**Work instructions:**
A: From the notes on taxes at death below, copy out the passage word for word, starting at "RRSP and RRIF" and ending at "(time limits apply)".
B: Find every line in the records below that contains the string "balcony", matching case, and copy each of those lines.

**Document excerpt:**

Deemed Disposition Rules

  • Fair market value deemed proceeds unless spousal trust vesting within 36 months
  • Depreciable property: recapture or terminal loss
  • Recipient ACB equals FMV
  • New UCC stepped up to FMV
  • Spousal rollover: recipient assumes deceased's ACB
5

Terminal Return Filing Requirements

  • Due later of April 30 following year or 6 months after death
  • Extended to June 15 or 6 months if deceased or spouse has business income
  • Tax due 6 months after death if person died after October (no extension for spouse)
  • File on time even if incomplete, common to amend several times
  • No instalments required post death, no interest charged for deficient instalments if earlier instalments paid correctly
6

Payment Options and Clearance

  • Tax from deemed disposition payable in 10 annual instalments with acceptable security, interest charged on outstanding balance
  • Clearance certificate (Form TX19) recommended or executor personally liable for unpaid taxes
  • File after terminal return assessed and taxes paid
Part II

Special Rules and Considerations

RRSPs, reserves, AMT, executor's year, and death benefits

7

RRSP and RRIF Rules

  • Full value included in terminal return income
  • Exceptions: transfer to surviving spouse RRSP/RRIF, transfer to dependent child/grandchild RRSP
  • Decline in value from death to distribution deductible on terminal return (time limits apply)

**Data:**

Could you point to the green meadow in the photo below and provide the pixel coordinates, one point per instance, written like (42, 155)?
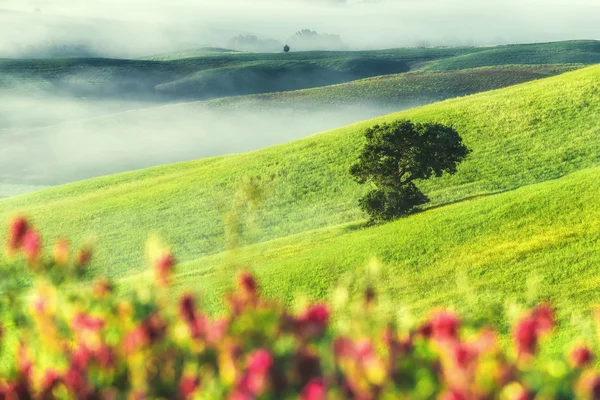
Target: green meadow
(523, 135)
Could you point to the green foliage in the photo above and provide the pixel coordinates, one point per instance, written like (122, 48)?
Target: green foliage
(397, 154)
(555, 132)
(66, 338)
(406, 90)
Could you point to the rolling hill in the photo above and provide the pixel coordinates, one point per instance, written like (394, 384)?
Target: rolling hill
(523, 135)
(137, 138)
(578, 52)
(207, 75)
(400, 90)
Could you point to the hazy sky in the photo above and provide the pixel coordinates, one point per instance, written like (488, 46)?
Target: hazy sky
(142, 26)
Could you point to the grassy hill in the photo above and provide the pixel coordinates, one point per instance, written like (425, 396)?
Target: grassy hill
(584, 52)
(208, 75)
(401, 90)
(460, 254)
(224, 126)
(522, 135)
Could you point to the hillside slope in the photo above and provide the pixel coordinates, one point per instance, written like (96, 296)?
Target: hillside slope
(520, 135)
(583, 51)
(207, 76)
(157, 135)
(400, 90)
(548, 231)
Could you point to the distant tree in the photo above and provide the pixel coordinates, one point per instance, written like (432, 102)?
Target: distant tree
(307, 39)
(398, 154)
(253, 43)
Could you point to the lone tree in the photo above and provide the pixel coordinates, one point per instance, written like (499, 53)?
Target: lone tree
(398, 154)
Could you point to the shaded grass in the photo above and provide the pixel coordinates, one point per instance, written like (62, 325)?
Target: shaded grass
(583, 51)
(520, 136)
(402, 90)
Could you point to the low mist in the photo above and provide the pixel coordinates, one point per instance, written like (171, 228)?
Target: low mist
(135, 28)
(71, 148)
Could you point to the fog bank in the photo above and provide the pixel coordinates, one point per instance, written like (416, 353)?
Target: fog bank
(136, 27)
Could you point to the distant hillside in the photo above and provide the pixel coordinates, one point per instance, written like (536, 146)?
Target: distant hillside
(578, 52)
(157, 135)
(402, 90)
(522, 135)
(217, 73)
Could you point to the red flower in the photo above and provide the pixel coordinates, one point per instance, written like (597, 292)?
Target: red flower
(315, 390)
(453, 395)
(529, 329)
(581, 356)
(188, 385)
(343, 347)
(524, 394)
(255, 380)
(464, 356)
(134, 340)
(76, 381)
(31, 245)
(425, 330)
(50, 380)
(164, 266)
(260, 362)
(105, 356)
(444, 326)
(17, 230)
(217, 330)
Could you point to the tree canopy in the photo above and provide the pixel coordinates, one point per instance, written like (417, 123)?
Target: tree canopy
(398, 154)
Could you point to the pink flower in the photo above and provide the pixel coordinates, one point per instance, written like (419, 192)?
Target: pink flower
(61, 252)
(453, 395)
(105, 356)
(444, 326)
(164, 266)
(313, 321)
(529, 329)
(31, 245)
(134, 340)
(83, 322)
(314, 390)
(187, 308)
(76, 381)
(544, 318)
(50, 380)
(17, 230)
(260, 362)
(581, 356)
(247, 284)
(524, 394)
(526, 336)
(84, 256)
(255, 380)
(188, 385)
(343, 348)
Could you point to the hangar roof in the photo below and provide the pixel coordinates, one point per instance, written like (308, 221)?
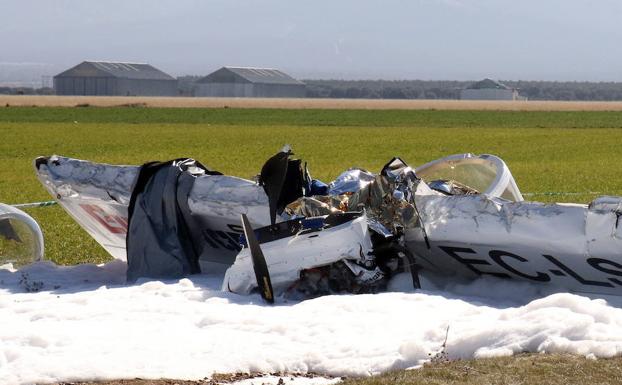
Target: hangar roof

==

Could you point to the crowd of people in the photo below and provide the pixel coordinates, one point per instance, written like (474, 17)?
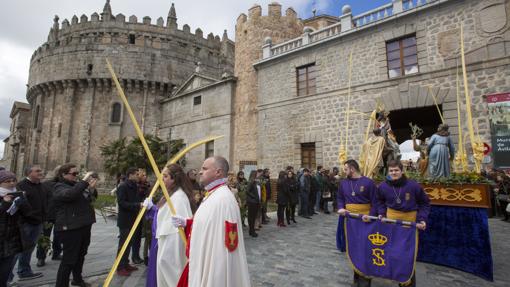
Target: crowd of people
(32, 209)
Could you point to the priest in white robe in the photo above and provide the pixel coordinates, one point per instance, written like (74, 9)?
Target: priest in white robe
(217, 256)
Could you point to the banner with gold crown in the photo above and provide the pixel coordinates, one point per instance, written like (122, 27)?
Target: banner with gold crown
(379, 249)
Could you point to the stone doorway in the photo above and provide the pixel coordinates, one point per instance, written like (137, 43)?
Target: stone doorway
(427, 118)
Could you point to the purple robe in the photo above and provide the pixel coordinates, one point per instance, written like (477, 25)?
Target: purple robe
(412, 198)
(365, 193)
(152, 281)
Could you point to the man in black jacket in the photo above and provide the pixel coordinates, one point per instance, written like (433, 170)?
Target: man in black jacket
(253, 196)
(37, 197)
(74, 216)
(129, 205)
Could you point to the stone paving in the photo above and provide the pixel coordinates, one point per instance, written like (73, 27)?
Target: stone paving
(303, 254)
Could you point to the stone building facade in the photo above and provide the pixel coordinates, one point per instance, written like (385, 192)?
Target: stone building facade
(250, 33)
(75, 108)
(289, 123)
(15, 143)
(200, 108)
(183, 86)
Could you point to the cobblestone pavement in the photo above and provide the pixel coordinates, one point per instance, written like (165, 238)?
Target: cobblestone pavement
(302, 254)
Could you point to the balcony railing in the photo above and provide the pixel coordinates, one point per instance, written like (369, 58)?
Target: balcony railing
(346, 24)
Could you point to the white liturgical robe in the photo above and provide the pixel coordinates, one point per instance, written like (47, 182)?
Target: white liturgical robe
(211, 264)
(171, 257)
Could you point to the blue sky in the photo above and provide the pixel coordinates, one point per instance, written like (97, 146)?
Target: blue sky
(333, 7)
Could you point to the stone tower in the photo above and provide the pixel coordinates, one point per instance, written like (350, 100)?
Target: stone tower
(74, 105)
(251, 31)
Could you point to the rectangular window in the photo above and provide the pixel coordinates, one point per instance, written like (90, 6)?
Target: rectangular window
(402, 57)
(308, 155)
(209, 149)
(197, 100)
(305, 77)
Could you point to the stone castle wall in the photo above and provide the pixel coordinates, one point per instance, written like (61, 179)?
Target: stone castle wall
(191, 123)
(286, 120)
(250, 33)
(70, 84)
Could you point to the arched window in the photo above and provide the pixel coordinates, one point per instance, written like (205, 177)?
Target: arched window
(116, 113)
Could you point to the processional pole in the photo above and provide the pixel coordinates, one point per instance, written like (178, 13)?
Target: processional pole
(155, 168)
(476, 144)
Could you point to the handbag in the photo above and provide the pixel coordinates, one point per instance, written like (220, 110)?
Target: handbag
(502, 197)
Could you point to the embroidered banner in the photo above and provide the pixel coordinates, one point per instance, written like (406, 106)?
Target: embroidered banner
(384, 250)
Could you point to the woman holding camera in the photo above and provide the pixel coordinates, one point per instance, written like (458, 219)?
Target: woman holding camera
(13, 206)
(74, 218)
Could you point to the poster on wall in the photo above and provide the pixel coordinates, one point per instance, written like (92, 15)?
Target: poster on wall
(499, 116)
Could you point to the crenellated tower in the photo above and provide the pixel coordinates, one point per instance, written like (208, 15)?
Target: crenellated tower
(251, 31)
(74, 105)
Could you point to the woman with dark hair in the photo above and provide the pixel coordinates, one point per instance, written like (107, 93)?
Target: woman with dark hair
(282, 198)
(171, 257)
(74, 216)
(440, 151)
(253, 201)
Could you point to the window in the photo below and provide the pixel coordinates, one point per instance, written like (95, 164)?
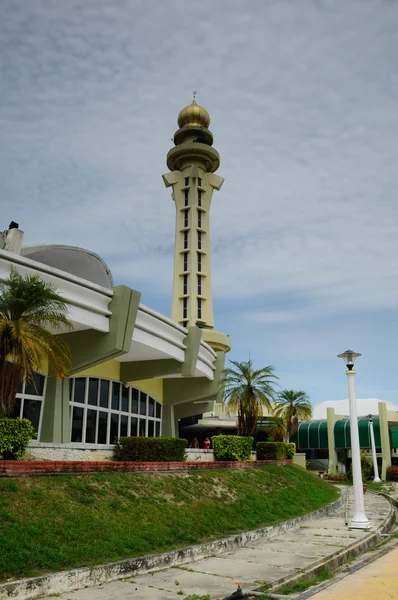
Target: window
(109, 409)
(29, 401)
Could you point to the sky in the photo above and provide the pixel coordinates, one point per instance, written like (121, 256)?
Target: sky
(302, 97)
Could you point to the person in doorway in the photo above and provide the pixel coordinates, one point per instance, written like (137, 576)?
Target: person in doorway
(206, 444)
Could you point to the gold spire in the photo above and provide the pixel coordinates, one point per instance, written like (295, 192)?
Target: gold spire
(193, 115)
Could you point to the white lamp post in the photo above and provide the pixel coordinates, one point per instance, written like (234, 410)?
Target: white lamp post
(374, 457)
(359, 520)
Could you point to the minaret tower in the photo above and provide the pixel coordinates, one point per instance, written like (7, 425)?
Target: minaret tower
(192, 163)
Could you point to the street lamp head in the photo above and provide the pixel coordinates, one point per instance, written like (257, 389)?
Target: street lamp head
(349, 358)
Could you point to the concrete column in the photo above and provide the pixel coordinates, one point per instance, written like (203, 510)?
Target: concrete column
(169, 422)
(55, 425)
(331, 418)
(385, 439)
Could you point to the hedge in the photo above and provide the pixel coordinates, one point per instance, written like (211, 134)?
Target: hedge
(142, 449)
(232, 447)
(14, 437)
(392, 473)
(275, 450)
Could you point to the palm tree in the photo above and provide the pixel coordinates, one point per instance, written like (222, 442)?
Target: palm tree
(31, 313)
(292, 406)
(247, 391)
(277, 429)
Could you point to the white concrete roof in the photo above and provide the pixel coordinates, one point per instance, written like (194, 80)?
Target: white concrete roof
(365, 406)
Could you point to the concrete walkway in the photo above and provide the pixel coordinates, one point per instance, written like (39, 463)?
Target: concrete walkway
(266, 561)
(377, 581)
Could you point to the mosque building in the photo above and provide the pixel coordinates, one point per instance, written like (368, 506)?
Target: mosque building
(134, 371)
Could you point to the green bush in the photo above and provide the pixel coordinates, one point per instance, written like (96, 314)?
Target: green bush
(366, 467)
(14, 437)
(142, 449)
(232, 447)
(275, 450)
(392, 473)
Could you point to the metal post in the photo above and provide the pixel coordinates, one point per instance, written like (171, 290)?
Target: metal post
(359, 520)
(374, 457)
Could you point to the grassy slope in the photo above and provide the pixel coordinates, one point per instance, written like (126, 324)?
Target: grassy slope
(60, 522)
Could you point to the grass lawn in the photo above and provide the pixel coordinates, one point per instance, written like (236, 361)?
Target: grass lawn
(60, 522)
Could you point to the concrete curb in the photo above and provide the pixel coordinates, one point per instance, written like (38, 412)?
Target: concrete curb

* * *

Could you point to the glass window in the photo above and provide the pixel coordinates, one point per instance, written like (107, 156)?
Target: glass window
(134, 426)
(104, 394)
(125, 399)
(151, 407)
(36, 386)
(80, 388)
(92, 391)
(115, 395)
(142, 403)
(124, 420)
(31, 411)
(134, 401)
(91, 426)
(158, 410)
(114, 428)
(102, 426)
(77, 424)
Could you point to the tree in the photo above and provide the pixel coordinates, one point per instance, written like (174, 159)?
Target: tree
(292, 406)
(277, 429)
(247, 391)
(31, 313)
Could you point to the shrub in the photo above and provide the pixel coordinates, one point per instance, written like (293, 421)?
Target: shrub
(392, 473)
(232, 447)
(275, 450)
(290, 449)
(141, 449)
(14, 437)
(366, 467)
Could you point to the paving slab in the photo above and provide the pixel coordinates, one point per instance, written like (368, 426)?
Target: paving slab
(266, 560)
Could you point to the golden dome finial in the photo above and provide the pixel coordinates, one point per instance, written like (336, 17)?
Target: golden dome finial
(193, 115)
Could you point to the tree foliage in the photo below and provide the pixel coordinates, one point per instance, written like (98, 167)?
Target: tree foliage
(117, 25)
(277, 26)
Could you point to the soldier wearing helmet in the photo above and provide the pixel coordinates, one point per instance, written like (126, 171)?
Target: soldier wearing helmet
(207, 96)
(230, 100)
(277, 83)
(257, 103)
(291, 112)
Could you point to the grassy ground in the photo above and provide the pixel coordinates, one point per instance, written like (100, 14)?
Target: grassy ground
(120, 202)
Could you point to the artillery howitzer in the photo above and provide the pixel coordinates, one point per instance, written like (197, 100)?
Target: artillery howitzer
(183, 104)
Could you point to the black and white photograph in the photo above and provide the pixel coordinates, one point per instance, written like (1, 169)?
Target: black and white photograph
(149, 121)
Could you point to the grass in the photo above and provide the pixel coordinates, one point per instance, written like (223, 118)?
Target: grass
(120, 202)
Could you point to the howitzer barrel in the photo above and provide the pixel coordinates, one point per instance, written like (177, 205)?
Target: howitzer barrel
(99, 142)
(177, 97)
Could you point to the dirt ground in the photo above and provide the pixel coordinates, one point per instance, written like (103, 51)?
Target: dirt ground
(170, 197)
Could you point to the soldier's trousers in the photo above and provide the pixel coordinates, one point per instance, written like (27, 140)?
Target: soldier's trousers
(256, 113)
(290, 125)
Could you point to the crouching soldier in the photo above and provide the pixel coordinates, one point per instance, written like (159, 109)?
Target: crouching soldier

**Worked solutions:**
A:
RRSP and RRIF Rules

  • Full value included in terminal return income
  • Exceptions: transfer to surviving spouse RRSP/RRIF, transfer to dependent child/grandchild RRSP
  • Decline in value from death to distribution deductible on terminal return (time limits apply)

B:
Could you point to the balcony railing in the photo above and provide the pixel coordinates, one point per instance, written like (369, 58)?
Target: balcony railing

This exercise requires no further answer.